┌─ 検討用本文
京東の無人配送が普及の段階に入ろうとしている。長沙市にはスマート配送ステーションを設置し、仕分けから配送までをすべて自動で行える環境が整っている。今後のこのシステムを他都市展開していくことになると車東西が報じた。
京東の戦略は「テクノロジー、テクノロジー、テクノロジー」
2017年2月10日、北京で京東の年会が開催された。その場で、京東の創業者、劉強東(リウ・チャンドン)が登場して、マイクを手に、集まった従業員にこう檄を飛ばした。「これからの12年間、京東には3つのことしかない。テクノロジーとテクノロジーとテクノロジーだ!」
それ以来、京東はドローン配送、無人カート配送などを実用化してきた。全面的な導入にはまだ時間がかかると見られているものの、実証実験の段階は終わり、すでに一部の固定路線に実戦投入をしている。
└─
┌─ データ抜粋
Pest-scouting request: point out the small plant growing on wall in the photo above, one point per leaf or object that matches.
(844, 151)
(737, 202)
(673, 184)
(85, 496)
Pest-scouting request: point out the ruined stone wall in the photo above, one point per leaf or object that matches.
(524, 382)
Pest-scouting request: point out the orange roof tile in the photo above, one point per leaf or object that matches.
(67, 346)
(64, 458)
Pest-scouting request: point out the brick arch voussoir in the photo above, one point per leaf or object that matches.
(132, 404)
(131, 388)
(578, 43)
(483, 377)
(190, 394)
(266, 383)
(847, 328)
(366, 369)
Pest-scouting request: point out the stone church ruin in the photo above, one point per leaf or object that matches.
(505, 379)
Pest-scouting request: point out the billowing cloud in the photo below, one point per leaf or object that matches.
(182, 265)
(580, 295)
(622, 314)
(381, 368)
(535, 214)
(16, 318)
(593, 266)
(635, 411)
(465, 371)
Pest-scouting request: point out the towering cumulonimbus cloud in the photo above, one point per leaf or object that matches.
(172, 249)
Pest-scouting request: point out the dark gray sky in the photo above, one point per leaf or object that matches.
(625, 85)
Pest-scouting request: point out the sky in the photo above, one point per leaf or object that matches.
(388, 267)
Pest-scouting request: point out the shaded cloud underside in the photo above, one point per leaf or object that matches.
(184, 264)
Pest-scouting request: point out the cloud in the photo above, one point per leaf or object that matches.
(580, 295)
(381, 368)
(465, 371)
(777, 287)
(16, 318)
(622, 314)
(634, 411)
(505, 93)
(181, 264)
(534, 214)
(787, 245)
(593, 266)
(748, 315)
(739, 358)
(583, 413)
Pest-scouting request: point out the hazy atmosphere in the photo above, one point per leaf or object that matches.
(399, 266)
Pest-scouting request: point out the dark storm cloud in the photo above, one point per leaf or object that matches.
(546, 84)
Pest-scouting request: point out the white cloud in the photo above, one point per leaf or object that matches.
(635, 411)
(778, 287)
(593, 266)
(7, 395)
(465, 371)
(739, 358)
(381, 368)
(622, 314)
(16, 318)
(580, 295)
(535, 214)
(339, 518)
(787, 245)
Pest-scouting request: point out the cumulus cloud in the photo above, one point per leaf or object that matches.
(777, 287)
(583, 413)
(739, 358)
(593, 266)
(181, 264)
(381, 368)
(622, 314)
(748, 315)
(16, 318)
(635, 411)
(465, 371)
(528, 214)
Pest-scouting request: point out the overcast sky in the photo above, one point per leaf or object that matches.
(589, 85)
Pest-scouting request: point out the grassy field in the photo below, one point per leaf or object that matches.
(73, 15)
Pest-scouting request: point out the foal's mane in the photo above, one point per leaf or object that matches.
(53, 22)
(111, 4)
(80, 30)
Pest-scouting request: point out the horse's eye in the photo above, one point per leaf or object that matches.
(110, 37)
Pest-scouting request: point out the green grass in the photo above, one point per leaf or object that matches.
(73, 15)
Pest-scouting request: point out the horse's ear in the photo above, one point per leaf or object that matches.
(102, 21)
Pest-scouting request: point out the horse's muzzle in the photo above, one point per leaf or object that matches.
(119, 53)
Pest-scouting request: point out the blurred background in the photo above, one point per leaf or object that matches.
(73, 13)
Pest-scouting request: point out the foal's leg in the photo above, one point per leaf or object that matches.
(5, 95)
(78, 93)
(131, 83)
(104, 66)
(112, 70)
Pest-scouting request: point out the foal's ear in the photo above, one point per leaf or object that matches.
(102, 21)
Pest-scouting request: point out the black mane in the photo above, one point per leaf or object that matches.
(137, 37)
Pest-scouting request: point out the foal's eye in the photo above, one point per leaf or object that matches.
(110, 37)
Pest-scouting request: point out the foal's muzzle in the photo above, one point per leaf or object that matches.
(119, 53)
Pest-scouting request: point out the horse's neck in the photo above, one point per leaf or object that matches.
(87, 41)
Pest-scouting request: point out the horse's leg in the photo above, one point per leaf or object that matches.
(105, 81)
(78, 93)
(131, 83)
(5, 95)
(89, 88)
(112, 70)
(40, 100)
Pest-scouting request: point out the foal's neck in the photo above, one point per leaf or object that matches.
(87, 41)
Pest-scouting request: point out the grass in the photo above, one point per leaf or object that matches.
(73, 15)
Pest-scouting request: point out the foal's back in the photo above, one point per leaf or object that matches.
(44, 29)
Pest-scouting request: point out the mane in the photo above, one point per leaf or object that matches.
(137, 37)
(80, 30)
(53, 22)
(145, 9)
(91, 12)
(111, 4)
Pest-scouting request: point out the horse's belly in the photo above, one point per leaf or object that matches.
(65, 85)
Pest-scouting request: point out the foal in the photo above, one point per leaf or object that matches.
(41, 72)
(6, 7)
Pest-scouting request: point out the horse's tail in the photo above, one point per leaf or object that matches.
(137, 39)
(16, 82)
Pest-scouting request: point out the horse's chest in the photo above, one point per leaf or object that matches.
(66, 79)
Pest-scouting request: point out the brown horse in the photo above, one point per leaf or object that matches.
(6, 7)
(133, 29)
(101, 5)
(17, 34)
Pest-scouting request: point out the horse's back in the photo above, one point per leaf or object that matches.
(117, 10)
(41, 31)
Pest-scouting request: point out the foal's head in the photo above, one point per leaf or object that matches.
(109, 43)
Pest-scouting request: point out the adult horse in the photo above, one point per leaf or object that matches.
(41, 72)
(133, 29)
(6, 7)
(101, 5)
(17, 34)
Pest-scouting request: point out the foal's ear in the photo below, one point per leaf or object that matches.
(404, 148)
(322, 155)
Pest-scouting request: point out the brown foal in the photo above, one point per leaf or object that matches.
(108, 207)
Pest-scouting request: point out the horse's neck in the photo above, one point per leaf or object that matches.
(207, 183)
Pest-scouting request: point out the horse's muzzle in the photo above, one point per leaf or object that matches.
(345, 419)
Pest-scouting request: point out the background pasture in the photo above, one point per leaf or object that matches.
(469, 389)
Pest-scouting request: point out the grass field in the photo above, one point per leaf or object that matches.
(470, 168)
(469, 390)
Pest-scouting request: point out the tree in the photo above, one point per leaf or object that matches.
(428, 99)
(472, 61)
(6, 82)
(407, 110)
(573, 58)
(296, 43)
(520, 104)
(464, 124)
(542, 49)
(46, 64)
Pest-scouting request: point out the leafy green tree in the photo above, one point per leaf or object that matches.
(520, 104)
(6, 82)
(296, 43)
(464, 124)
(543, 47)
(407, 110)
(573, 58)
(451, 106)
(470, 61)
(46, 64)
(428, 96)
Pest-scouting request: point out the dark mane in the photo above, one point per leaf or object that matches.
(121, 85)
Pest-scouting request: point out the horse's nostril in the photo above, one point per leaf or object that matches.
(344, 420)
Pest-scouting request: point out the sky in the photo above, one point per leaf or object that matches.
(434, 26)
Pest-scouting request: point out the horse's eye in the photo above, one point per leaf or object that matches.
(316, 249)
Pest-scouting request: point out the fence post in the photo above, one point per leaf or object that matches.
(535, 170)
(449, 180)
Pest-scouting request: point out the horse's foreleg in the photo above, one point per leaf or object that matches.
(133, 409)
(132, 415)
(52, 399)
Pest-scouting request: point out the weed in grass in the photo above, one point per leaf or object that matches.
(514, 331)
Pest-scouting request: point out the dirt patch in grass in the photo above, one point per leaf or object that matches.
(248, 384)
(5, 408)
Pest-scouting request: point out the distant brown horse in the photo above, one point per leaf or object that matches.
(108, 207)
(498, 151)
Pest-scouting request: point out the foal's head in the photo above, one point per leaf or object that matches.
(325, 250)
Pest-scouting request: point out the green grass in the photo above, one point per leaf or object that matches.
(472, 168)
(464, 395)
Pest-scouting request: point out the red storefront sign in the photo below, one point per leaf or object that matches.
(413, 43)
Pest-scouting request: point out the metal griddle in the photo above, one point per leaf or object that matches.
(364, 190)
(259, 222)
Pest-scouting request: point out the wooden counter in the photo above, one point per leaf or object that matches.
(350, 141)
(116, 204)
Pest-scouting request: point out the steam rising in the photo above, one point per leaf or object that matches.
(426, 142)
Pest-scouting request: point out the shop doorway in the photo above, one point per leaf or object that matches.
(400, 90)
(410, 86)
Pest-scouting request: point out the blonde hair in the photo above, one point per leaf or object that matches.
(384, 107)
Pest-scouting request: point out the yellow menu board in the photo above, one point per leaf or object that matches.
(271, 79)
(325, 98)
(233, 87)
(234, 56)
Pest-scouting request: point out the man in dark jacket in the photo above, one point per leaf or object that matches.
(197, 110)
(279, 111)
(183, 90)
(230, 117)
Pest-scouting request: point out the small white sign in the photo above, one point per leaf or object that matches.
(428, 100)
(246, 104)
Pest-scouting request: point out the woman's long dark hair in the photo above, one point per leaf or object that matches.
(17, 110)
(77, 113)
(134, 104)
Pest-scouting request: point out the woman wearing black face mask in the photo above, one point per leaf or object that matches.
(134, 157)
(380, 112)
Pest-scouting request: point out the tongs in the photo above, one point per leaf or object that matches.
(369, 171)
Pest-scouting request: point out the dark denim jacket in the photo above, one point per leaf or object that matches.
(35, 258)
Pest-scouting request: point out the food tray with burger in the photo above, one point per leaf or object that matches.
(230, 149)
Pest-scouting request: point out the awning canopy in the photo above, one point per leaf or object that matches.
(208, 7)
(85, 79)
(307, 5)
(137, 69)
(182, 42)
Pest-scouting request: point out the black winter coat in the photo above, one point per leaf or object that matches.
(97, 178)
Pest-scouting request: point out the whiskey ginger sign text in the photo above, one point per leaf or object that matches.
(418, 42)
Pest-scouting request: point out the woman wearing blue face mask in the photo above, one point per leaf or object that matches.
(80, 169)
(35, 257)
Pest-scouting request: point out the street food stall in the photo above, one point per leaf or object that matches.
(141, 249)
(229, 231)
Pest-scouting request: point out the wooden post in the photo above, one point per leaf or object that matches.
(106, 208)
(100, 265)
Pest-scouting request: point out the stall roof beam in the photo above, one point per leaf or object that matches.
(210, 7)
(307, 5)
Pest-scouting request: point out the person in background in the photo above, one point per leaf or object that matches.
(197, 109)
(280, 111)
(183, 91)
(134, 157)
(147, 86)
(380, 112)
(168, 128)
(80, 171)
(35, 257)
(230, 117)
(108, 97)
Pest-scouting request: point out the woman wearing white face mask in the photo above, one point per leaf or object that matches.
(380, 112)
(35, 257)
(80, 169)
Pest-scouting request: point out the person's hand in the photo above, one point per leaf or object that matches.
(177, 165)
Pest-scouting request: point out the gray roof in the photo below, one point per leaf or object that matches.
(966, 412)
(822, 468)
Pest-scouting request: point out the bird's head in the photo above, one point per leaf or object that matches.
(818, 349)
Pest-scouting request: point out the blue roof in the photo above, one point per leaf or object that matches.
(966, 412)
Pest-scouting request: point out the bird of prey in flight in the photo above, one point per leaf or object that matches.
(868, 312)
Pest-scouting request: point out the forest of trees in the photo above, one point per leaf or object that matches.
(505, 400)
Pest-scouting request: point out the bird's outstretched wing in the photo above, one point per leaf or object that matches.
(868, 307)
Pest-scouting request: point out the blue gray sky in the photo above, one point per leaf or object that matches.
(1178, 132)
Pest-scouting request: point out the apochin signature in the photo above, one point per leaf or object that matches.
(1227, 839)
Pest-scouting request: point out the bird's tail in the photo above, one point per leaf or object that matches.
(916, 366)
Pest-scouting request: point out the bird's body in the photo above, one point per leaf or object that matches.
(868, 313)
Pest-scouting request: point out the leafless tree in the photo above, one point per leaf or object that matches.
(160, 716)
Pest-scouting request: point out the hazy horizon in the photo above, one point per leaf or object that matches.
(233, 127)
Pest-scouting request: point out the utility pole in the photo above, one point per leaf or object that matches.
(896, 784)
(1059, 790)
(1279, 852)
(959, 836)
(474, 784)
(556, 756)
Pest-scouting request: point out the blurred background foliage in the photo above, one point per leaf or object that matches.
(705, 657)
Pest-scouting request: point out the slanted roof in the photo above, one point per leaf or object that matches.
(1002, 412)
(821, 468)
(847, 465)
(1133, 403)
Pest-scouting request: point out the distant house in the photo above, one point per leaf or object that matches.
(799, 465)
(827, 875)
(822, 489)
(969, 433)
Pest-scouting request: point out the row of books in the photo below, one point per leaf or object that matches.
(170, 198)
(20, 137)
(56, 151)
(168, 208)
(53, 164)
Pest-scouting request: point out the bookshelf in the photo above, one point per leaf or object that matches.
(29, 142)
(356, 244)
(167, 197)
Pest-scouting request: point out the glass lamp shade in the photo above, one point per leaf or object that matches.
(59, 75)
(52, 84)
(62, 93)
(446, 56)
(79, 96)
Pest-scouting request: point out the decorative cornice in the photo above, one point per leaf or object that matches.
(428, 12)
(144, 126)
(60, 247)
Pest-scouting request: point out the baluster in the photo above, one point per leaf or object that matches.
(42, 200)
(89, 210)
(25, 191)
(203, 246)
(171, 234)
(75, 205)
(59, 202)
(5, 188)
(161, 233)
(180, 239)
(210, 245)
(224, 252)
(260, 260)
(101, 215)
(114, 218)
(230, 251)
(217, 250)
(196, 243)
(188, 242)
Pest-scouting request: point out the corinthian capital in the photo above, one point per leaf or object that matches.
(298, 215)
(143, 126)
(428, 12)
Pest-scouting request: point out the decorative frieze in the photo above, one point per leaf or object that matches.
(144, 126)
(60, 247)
└─
## 作業指示
検討用本文のうち「京東の無人配送が普及の段階に」で始まる段落を、主な事実を残して箇条書きに改めてください。

## 演習結果
・京東の無人配送は普及の段階に入ろうとしている。
・長沙市にスマート配送ステーションを設置し、仕分けから配送まですべて自動で行える環境が整っている。
・今後はこのシステムを他都市へ展開していくことになると、車東西が報じた。